[Information supplied]

■ ■ ■ ■

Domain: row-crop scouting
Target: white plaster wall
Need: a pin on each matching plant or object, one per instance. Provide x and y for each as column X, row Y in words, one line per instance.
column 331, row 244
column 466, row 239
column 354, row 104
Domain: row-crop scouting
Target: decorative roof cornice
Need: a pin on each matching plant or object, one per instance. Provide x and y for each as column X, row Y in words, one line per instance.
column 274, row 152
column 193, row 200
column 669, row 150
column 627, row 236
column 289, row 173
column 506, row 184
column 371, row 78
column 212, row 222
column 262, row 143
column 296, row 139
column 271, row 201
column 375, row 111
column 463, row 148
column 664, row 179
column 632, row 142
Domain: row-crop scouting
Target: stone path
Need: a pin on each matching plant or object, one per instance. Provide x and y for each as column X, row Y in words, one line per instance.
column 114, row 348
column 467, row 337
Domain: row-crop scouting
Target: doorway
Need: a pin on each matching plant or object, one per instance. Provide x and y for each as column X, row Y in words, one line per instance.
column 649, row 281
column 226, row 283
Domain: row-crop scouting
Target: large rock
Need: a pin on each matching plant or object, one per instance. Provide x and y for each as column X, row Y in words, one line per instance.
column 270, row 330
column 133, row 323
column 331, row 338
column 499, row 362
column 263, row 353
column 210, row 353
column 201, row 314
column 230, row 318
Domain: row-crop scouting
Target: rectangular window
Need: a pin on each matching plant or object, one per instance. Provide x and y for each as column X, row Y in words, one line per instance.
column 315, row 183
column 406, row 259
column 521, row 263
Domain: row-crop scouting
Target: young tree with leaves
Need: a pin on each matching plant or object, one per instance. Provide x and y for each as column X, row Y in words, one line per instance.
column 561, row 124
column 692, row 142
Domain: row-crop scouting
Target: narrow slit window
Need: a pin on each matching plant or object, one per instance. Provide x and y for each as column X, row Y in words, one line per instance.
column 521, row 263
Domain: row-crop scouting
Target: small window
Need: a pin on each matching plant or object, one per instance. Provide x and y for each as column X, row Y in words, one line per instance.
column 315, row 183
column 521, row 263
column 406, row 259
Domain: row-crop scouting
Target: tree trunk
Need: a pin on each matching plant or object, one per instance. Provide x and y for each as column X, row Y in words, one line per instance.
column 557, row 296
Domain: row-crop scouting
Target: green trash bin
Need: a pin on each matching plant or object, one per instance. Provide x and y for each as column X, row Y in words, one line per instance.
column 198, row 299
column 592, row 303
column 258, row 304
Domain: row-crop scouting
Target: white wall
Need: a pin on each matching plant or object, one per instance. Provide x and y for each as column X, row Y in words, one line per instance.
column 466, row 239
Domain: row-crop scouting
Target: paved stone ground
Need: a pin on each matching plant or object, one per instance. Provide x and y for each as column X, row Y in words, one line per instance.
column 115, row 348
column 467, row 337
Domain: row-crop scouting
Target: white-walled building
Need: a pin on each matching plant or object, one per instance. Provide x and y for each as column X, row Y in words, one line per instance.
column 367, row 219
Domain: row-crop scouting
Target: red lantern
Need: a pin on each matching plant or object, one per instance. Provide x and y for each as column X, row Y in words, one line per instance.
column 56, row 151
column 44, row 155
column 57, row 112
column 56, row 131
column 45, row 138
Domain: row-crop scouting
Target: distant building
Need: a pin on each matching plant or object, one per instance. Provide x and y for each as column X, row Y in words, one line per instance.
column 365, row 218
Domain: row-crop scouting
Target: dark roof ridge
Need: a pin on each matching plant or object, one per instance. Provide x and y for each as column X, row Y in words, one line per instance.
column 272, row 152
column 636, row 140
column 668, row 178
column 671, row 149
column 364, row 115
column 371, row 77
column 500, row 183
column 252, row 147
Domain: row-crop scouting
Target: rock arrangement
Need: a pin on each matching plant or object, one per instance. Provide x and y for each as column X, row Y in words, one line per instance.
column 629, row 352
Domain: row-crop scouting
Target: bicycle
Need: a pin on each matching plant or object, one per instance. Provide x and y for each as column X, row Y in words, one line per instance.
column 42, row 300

■ ■ ■ ■

[About this exercise] Search the listing above for the lines with "Target: rock arrangement" and "Target: bicycle", then output those lines and all lines between them exactly.

[Answer to this exercise]
Target: rock arrangement
Need: a pin on each matching plant or object, one per instance. Provide x and y for each as column X, row Y in words, one line per instance.
column 629, row 352
Domain: row-crop scouting
Target: bicycle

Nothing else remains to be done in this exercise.